=== DATA FOR THIS EXERCISE ===

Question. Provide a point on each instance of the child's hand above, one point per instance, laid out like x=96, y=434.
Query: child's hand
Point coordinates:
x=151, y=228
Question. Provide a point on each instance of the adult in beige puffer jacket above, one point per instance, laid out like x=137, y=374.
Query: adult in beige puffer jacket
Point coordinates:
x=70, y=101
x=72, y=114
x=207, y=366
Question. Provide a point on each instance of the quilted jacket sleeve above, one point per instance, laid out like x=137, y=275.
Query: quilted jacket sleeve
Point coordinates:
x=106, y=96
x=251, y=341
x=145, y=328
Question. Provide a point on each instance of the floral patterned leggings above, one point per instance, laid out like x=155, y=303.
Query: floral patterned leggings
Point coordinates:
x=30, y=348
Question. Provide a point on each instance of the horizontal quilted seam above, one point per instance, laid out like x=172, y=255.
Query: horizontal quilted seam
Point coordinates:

===

Give back the data exactly, with no line dropped.

Question. Provide a point on each instance of the child's hand above, one point per instance, laid out like x=96, y=434.
Query: child's hand
Point coordinates:
x=151, y=228
Question. Provide a point on each instance of the adult in beige puffer jacket above, one point per instance, laid out like x=137, y=374.
Query: adult in beige puffer jacket
Point coordinates:
x=70, y=101
x=72, y=114
x=207, y=366
Question. Provide a point on each instance of the quilted jacket sleeve above, one point per instance, laid out like x=137, y=275.
Query: quilted jacket sleeve
Point coordinates:
x=106, y=96
x=251, y=341
x=145, y=328
Question. Provide a point on each instance of the floral patterned leggings above, one point per instance, laid out like x=155, y=303.
Query: floral patterned leggings
Point coordinates:
x=30, y=348
Question. Provide a point on each instance of the horizontal quilted seam above, one point per instance, laid out like x=172, y=255.
Query: horizontal quilted seam
Point coordinates:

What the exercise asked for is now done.